Copy out the full set of records. Keep every word the same.
───
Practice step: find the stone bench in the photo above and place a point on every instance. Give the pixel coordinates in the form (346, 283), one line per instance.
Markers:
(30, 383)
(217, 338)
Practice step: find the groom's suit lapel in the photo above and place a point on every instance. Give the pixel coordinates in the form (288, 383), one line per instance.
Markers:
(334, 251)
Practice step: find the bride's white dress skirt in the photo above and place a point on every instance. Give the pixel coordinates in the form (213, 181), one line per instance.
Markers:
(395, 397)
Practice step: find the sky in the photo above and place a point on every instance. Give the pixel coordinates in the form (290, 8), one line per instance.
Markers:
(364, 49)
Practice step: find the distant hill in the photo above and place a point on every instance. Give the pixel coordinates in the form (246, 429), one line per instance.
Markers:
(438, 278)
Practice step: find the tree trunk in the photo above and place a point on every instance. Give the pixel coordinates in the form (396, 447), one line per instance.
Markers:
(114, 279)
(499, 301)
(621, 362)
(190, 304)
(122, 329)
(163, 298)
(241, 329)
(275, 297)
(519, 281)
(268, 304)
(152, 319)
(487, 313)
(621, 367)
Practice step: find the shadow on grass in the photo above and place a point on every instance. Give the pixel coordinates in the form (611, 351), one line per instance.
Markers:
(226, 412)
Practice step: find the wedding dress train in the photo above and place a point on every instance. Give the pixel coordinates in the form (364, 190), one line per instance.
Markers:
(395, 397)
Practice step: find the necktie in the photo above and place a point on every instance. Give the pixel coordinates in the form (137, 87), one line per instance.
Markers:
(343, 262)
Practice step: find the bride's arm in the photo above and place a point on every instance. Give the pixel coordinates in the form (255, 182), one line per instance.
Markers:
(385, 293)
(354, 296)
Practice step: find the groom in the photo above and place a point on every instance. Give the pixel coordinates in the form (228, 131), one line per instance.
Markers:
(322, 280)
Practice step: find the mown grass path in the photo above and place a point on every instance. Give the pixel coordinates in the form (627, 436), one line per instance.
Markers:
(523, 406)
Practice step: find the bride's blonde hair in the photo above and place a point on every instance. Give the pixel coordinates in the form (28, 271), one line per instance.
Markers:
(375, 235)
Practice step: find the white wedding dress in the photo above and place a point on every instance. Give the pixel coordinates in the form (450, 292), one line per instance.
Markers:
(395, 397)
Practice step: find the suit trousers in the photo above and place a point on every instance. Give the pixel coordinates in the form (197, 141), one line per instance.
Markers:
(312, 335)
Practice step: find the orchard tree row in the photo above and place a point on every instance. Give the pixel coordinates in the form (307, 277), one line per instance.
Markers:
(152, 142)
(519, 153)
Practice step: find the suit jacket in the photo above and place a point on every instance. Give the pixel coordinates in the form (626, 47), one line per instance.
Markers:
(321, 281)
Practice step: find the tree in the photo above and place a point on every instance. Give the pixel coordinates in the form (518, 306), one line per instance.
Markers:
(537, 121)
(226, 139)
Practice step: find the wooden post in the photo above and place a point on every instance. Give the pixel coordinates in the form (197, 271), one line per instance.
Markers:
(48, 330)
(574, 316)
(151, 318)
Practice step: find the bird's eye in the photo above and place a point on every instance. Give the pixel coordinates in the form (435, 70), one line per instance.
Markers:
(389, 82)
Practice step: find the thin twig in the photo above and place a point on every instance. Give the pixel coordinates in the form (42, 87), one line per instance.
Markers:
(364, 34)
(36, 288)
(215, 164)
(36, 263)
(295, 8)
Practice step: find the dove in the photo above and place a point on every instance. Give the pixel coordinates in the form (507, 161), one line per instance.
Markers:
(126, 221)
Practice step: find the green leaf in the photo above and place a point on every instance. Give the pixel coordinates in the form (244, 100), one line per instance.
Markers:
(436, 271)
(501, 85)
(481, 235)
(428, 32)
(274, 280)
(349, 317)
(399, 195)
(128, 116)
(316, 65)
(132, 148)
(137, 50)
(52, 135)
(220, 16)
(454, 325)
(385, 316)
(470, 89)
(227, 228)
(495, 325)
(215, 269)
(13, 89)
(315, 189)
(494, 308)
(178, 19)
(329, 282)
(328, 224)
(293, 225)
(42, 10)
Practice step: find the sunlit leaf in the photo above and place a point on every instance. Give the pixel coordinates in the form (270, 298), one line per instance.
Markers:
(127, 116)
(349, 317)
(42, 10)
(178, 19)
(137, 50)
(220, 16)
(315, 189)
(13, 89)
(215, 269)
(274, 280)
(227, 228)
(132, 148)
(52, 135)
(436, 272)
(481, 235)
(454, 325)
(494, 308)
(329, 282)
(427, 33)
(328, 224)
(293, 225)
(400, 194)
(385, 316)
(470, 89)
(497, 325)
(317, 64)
───
* [Exercise output]
Practice step: find the stone bench in the photo above and place a point on every instance. Give the pixel coordinates in the form (346, 283), one line per instance.
Markers:
(30, 383)
(217, 338)
Practice step: find the groom's suit lapel in the photo above and place a point on every instance. Give the pixel coordinates in the form (288, 383), one line per instance.
Markers:
(334, 251)
Practice step: find the bride's white dress skirt in the photo above and place a point on every instance. Give the pixel coordinates in the form (213, 181), one line per instance.
Markers:
(395, 397)
Practice step: find the sky in the photo above and place a point on every instance. Give the pixel coordinates in the form (290, 8), one line per instance.
Markers:
(364, 49)
Practice step: find the distant hill in the photo above and place a point on every instance. Give the pixel coordinates in the form (246, 429), one line per instance.
Markers:
(438, 278)
Practice step: find the tree trunk in the photo above and place a point on every instance. Give the pixel coordinates in the form (396, 447), one line per instance.
Markers:
(114, 279)
(499, 301)
(621, 362)
(190, 304)
(122, 329)
(163, 298)
(241, 329)
(275, 297)
(519, 281)
(268, 304)
(152, 319)
(487, 313)
(621, 367)
Practice step: find the shadow on grass in the photo above and place a point on every instance. Give the pixel coordinates in the form (611, 351), one line per instance.
Markers:
(226, 412)
Practice step: find the wedding dress train in the photo above and place a point on every instance. Give the pixel coordinates in the form (364, 190), one line per instance.
Markers:
(395, 397)
Practice step: find the necktie in the photo above and place a point on every instance. Give the pixel coordinates in the form (137, 87), one line per instance.
Markers:
(343, 262)
Practice step: find the bride's arm in the photo above and place a point on every instance. Give the pixel coordinates in the form (255, 182), one line per instance.
Markers:
(385, 293)
(354, 296)
Practice step: find the groom in the photo above and place a point on every instance. Give the pixel coordinates in the form (228, 131), one line per instance.
Markers:
(322, 280)
Practice step: find the mown grass path in the photo above and place a point on every instance. Give the pixel coordinates in the form (627, 436), one line per instance.
Markers:
(523, 406)
Practice step: find the bride's blonde hair in the photo above and place a point on every instance. Give the pixel coordinates in the form (28, 271), one line per instance.
Markers:
(375, 235)
Practice step: find the white wedding dress in the photo above and place a point on every instance. Give the pixel coordinates in the form (450, 292), one line per instance.
Markers:
(395, 397)
Practice step: find the suit trousers in the photo above and place a point on every instance. Give the pixel coordinates in the form (197, 141), one line per instance.
Markers:
(312, 335)
Practice step: find the orchard tree row in the photo above and place a point on every instance. Give the pixel coordinates in the form (307, 277), one line per instance.
Markers:
(152, 142)
(519, 153)
Practice step: find the suit jacket in the photo above and place a point on every instance. Give the pixel coordinates in the form (626, 47), one line per instance.
Markers:
(321, 281)
Practice step: find the tree in the photo above and place a point on every instance. Give the pixel coordinates in the form (518, 306), one line per instance.
Markers:
(537, 121)
(226, 139)
Practice step: find the wooden post in the photo above and place a point on every instance. Give the pixel coordinates in the form (197, 271), one line per instance.
Markers:
(48, 330)
(574, 316)
(151, 318)
Practice step: find the bird's eye in the photo above and place a point on every instance. Give the pixel coordinates in the form (435, 70), one line per instance.
Markers:
(389, 82)
Practice step: find the thin twig in the photo above and place a point on every instance. Give the pixel coordinates in the form (42, 87), one line per instance.
Markers:
(364, 34)
(36, 288)
(215, 164)
(36, 263)
(295, 8)
Practice step: find the dove in the photo above and place a point on every instance. Give the pixel coordinates in the form (507, 161), one line per instance.
Markers:
(126, 221)
Practice step: find the green leaf in the photo above and place a point on every instance. Give the pixel coordinates in the form (244, 100), one line per instance.
Markers:
(436, 271)
(501, 85)
(481, 235)
(428, 32)
(274, 280)
(349, 317)
(399, 195)
(128, 116)
(316, 65)
(132, 148)
(137, 50)
(52, 135)
(220, 16)
(454, 325)
(385, 316)
(470, 89)
(227, 228)
(495, 325)
(215, 269)
(13, 89)
(315, 189)
(494, 308)
(178, 19)
(329, 282)
(328, 224)
(293, 225)
(42, 10)
Practice step: find the sunlit leaf in the photo above and place a point on every instance. Give the pixel coordinates in the form (270, 298), one line per instance.
Markers:
(127, 116)
(349, 317)
(42, 10)
(178, 19)
(137, 50)
(220, 16)
(315, 189)
(13, 89)
(215, 269)
(274, 280)
(227, 228)
(132, 148)
(52, 135)
(436, 272)
(481, 235)
(454, 325)
(494, 308)
(329, 282)
(427, 33)
(328, 224)
(293, 225)
(400, 194)
(385, 316)
(470, 89)
(497, 325)
(317, 64)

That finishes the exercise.